SHORT EXERCISE 1 → Please transcribe the cigar forum thread from "Honestly, there are" to "box to box?!".
SHORT EXERCISE 2 → Render this sentence from the cigar forum thread in Spanish: "There are FAKE shops even in Havana."

ARTICLE →
|---|
Do you mean to look at?
cuz if not, I don't want to know how many boxes you have....


----------



## MoTheMan (May 24, 2003)

Da Klugs said:


> I think what our grumpy new dad is trying to say is that most of the time the legacy of fakes leads back to this kind of story. My view is that Cuban fakes fall into 3 basic categories:
> 
> Rebanded cigars:
> 
> ...


I kid you not. There are FAKE shops even in Havana. Guess some of the profit they make goes to grease a few palms.

Beware, beware, beware . . . until you've got the experience to tell.

Guess I'm going to be the guinea pig to smoke one & let you know.

Eric, is that "friend of a friend" really your source?!

Honestly, there are some good black market sticks out there, but you really can't compare the experience of a black market stick to a legit one. I mean, does anyone really know what kind of a blend they're putting in the Black Market stick, when compared with a legit one, and can they duplicate that blend from box to box?!


----------



## Neuromancer (Sep 7, 2005)

ToddziLLa said:


> :r *Are these real?*


Woo...if she every tried to nurse a kid there'd be a good chance he'd get smothered...not by SID, but by BID...Boob Infant Death syndrome....and if ya stuck a stogie in between them a poor kid could end up suffering from CigarBID syndrome...


----------



## pinoyman (Jan 28, 2005)

Da Klugs said:


> We have no pics of you Julian.
> 
> Yes they are real. And they are magnificent. :r


*Dave, They look so good and I can smell them! ( the cigars)
|---|
Segmentation labeling records →

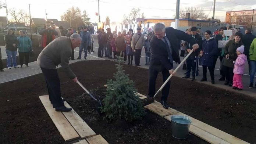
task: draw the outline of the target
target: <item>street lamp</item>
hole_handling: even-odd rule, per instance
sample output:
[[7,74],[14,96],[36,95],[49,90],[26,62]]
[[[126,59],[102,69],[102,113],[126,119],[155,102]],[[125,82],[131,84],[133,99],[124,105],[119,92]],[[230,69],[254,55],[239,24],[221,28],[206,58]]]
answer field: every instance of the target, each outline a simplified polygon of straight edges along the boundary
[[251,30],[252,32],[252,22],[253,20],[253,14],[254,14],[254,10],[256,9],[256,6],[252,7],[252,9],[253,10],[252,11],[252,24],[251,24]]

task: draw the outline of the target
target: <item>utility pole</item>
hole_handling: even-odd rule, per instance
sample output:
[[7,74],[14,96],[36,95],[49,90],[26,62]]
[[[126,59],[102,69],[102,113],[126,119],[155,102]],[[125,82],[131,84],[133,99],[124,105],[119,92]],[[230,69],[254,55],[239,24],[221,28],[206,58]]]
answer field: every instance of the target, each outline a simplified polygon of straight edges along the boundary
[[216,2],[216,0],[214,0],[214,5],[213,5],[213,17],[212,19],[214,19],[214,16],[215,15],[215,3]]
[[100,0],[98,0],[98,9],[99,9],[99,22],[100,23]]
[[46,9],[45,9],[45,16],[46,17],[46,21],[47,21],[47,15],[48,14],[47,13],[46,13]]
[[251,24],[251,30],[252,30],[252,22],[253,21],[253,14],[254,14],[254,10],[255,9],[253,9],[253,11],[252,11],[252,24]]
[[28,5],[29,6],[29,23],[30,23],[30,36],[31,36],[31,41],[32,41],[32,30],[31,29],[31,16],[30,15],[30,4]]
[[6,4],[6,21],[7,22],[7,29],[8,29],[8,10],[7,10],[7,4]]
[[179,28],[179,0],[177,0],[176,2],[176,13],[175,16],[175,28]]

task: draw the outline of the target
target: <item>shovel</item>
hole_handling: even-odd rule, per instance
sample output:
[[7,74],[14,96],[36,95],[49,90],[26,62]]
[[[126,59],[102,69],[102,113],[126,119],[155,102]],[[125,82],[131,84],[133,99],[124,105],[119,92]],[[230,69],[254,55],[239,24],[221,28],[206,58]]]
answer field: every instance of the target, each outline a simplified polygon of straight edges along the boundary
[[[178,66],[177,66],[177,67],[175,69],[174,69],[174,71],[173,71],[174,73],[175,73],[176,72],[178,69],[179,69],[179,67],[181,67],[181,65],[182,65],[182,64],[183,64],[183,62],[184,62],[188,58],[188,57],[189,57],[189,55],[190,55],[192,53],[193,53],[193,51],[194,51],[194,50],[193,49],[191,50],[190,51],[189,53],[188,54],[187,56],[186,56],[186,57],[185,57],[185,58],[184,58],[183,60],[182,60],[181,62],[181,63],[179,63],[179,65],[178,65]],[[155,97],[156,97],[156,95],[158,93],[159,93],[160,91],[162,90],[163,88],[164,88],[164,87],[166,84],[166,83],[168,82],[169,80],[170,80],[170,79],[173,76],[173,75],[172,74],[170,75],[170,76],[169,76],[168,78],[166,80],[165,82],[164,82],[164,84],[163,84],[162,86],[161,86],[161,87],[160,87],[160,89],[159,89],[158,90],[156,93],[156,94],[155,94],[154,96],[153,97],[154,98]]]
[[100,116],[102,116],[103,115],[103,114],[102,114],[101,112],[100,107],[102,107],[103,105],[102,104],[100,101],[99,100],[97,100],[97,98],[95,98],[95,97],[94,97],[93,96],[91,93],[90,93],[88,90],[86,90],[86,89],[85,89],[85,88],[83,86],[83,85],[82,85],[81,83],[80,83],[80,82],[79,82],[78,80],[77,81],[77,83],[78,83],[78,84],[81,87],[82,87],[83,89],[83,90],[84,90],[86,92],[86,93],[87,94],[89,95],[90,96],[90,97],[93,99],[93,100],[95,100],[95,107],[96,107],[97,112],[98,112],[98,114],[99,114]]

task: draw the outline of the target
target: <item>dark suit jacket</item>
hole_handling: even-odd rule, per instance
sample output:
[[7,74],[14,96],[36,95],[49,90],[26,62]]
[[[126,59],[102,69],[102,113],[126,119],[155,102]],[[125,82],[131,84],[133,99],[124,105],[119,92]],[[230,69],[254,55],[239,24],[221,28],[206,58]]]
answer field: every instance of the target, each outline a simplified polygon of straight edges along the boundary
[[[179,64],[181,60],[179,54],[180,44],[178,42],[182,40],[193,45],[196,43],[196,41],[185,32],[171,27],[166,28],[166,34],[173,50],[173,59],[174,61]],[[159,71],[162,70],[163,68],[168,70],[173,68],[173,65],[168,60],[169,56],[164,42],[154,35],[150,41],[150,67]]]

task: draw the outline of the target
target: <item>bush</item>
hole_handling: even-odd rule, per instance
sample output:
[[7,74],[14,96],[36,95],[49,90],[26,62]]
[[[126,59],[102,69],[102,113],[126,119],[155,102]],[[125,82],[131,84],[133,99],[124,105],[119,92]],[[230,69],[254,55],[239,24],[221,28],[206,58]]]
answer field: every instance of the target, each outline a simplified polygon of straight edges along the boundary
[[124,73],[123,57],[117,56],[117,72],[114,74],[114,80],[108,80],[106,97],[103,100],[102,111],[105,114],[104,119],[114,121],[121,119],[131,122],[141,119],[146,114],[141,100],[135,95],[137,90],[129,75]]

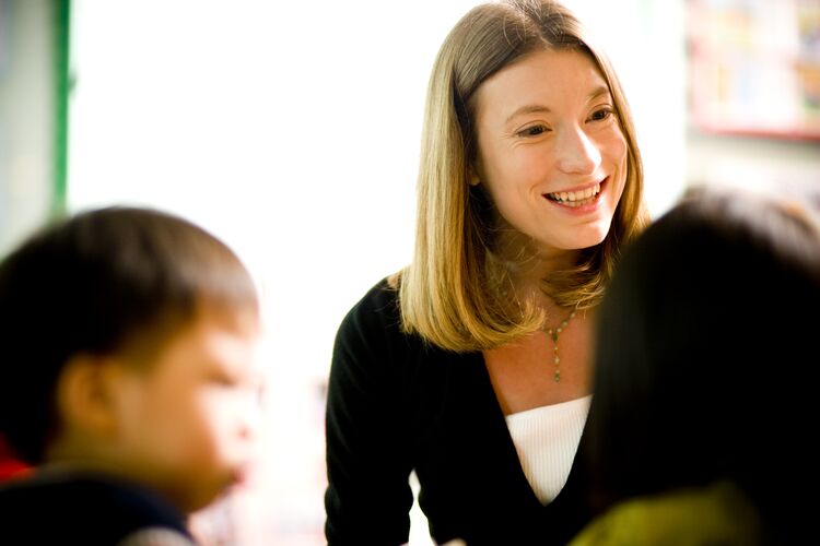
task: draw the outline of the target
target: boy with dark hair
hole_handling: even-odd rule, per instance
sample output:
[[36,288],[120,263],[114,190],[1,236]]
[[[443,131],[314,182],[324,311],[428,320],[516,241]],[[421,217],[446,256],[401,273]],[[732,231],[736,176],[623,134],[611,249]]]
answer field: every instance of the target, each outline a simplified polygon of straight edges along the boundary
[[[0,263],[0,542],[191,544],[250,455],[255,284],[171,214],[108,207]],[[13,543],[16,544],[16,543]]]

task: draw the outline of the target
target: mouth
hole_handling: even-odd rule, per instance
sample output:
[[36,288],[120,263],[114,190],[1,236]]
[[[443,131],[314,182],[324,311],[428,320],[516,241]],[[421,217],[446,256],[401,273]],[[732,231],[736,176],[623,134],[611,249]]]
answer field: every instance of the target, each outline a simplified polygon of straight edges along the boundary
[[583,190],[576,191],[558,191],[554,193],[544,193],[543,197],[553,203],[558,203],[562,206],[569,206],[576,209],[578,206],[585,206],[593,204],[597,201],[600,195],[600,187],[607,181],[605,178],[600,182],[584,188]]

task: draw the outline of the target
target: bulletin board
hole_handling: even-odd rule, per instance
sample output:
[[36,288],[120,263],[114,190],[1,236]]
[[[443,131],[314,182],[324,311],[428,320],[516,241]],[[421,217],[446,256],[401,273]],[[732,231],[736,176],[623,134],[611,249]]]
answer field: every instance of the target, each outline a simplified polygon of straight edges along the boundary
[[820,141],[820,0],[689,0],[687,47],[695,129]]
|---|
FINISHED ANSWER 1 →
Honestly, there are some good black market sticks out there, but you really can't compare the experience of a black market stick to a legit one. I mean, does anyone really know what kind of a blend they're putting in the Black Market stick, when compared with a legit one, and can they duplicate that blend from box to box?!

FINISHED ANSWER 2 → Hay tiendas de FALSIFICACIONES incluso en La Habana.